Ottocento dollari, due passaporti e 4 carte di credito volatilizzate, con in più neanche la possibilità immediata di bloccarle. Speranza di recupero uguale a zero. Tutti i nostri programmi sono miseramente saltati e ci si profila dinanzi una lunga peripezia in due ambasciate per ottenere in qualche modo il rimpatrio. Darci del mona, anche in mandarino, non giova comunque a farci sentire meglio.
Dopo un rapido consulto scendiamo nei pressi delle case e individuo una donna e un ragazzo fra i pochi esseri umani decenti in circolazione. La donna non sembra interessata alle nostre disgrazie, mentre il giovanotto ci bada. Naturalmente non ha visto niente, non sa nulla e non conosce nessuno. Gli  chiedo se magari, forse, visto che è del posto, potesse eventualmente venire a sapere qualcosa, che ce lo facesse sapere che i soldi se li possono pure tenere ma che almeno ci restituiscano i passaporti,  per i quali siamo pure disposti a pagare. Tutta questa tiritera mette alla prova il mio spagnolo che, a discapito del cognome, è una lingua con cui non sono particolarmente fluente. Il ragazzo annota diligentemente i riferimenti che gli do, segno che forse c’è una remotissima speranza; non credo lo faccia per cortesia..
In tasca ci sono rimasti i cellulari e qualcosa di contante in valuta locale, perciò scendiamo ancora alla ricerca di un mezzo di trasporto che ci porti via di lì.  Fortunatamente troviamo un conducente che si presta allo scopo e il quale chi chiede ragione del nostro essere lì. Ci consiglia di rivolgerci subito alla polizia di quartiere e si offre d’accompagnarci. Non faccio neanche tempo a riflettere sull’opportunità di attardarci in denunce sul posto, facendo un rapido ragionamento al risultato che otterremmo se ci trovassimo in Italia, che incrociamo una pattuglia. La polizia metropolitana è onnipresente in città, ma ben poco in periferia, inoltre non pare goda fama di specchiato rigore. I due poliziotti ci caricano sulla camionetta, che in pratica è un specie di cellulare con sedili di ferro e sbarre ai finestrini e ci portano alla prima minuscola stazione di polizia. Approfondimento dell’accaduto, generalità, spiegazioni, interrogatorio di prassi,ecc. La faccenda non si profila granché entusiasmante, riconoscendo essi stessi che è praticamente impossibile recuperare qualcosa. Mandano però subito una pattuglia in motocicletta sul luogo dell’aggressione.

----------

* **Compiti da svolgere**
(a) Ricopia dal racconto del furto il passo che comincia con "Dopo un rapido" e finisce con "faccia per cortesia..".
(b) Quanto denaro è sparito secondo il racconto del furto?
(c) Elenca tutto ciò che, secondo il racconto del furto, è andato perduto.
Le voci non hanno alcun ruolo in questo lavoro.

----------

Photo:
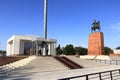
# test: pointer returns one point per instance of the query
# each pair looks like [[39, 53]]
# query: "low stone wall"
[[7, 60], [115, 55]]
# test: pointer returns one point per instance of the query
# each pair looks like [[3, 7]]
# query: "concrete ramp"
[[85, 63], [100, 57]]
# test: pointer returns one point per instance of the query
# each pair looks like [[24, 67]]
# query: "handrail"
[[99, 73], [116, 62]]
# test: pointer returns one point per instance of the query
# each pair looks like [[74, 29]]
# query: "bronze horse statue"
[[96, 25]]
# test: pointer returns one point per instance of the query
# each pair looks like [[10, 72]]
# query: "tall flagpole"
[[45, 19]]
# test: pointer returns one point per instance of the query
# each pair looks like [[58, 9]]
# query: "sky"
[[69, 21]]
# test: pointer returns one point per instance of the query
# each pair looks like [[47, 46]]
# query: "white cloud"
[[116, 27]]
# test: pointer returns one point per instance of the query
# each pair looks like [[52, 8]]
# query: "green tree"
[[68, 50], [81, 50], [118, 47], [58, 50], [107, 50]]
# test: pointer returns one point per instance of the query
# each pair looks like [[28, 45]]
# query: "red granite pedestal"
[[96, 44]]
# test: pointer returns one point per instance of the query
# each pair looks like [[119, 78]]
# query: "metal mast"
[[45, 19]]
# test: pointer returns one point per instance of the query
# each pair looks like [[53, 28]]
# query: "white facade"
[[116, 51], [19, 45]]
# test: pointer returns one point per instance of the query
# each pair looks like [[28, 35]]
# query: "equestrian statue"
[[95, 25]]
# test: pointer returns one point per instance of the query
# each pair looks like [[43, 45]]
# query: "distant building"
[[116, 51], [30, 45]]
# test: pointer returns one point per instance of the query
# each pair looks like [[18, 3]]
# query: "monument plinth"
[[96, 44]]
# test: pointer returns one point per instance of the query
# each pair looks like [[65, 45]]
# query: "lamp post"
[[45, 27], [45, 19]]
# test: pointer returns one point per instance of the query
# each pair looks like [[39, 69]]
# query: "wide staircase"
[[67, 62]]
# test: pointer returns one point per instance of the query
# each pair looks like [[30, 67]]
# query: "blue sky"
[[69, 21]]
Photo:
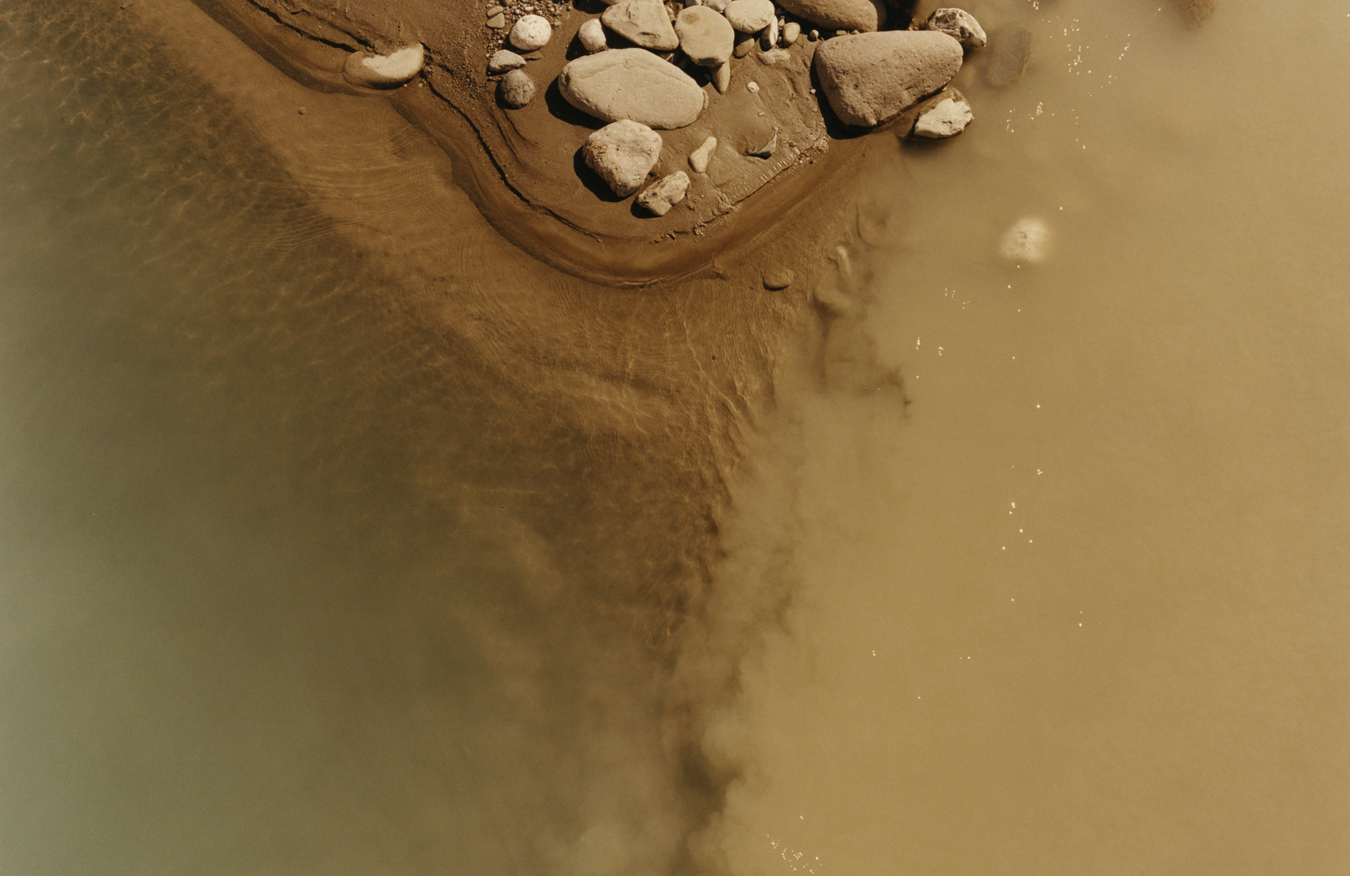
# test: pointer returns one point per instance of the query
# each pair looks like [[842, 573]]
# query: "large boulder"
[[623, 154], [870, 78], [841, 15], [643, 23], [706, 37], [632, 84]]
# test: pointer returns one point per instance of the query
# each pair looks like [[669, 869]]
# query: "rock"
[[767, 150], [960, 26], [504, 61], [643, 23], [749, 16], [942, 116], [847, 15], [722, 77], [1026, 240], [778, 277], [699, 157], [706, 37], [632, 84], [868, 78], [591, 35], [623, 154], [516, 89], [531, 33], [664, 193], [1009, 54], [388, 70]]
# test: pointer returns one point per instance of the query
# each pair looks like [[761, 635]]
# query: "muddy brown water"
[[340, 537]]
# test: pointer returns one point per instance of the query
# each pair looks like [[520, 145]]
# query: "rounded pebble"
[[531, 33]]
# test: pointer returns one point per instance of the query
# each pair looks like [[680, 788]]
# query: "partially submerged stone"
[[516, 89], [632, 84], [643, 23], [942, 116], [388, 70], [960, 26], [623, 154], [844, 15], [870, 78], [664, 193], [1010, 49], [706, 37]]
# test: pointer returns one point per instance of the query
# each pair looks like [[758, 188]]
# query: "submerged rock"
[[664, 193], [623, 154], [870, 78], [706, 37], [632, 84], [942, 116], [1009, 54], [960, 26], [843, 15], [388, 70], [643, 23]]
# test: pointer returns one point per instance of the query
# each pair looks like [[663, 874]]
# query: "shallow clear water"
[[1071, 602]]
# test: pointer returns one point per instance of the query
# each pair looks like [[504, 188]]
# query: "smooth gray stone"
[[870, 78], [643, 23], [623, 154], [632, 84]]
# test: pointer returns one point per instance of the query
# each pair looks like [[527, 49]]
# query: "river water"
[[288, 587]]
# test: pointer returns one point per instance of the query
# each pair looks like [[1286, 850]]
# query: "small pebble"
[[699, 157], [531, 33], [516, 89]]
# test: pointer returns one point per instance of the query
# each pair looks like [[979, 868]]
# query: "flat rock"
[[664, 193], [870, 78], [531, 33], [749, 16], [942, 116], [960, 26], [623, 154], [643, 23], [388, 70], [516, 89], [705, 35], [632, 84], [841, 15]]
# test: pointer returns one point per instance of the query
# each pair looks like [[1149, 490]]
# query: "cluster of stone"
[[868, 76]]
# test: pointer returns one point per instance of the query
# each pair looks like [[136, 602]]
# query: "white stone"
[[749, 16], [502, 61], [870, 78], [531, 33], [699, 157], [623, 154], [947, 118], [632, 84], [388, 70], [643, 23], [664, 193], [1026, 240], [960, 26], [591, 35]]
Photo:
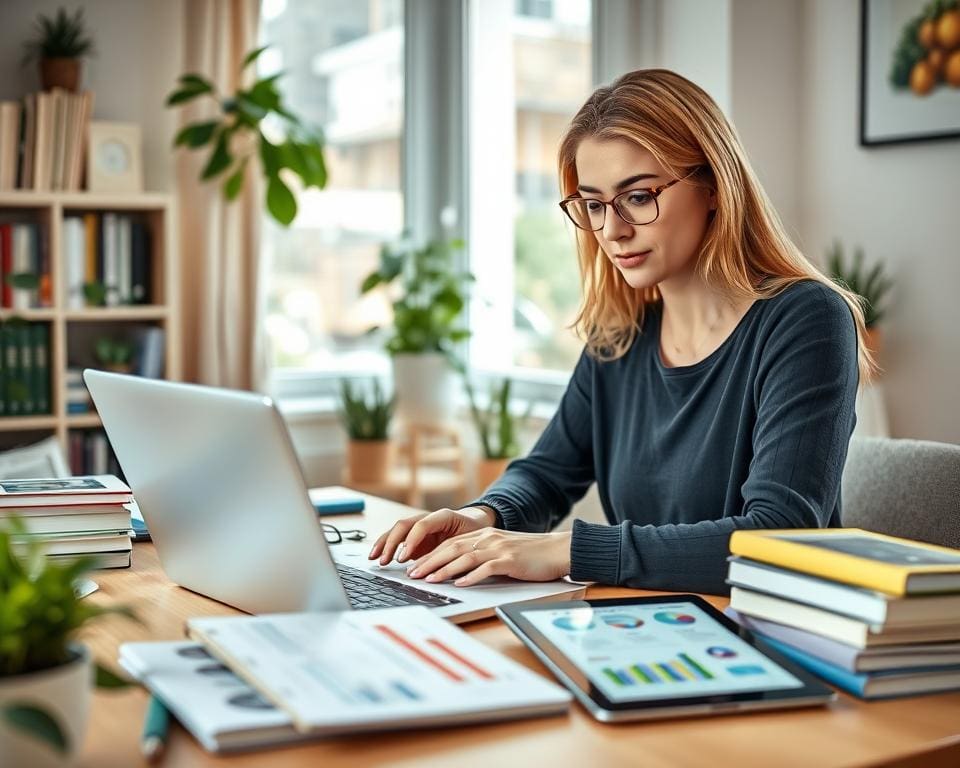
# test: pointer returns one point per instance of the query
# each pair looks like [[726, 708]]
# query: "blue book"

----------

* **Soluzioni per compito**
(a)
Dopo un rapido consulto scendiamo nei pressi delle case e individuo una donna e un ragazzo fra i pochi esseri umani decenti in circolazione. La donna non sembra interessata alle nostre disgrazie, mentre il giovanotto ci bada. Naturalmente non ha visto niente, non sa nulla e non conosce nessuno. Gli  chiedo se magari, forse, visto che è del posto, potesse eventualmente venire a sapere qualcosa, che ce lo facesse sapere che i soldi se li possono pure tenere ma che almeno ci restituiscano i passaporti,  per i quali siamo pure disposti a pagare. Tutta questa tiritera mette alla prova il mio spagnolo che, a discapito del cognome, è una lingua con cui non sono particolarmente fluente. Il ragazzo annota diligentemente i riferimenti che gli do, segno che forse c’è una remotissima speranza; non credo lo faccia per cortesia..

(b) Ottocento dollari.

(c) Ottocento dollari, due passaporti e 4 carte di credito.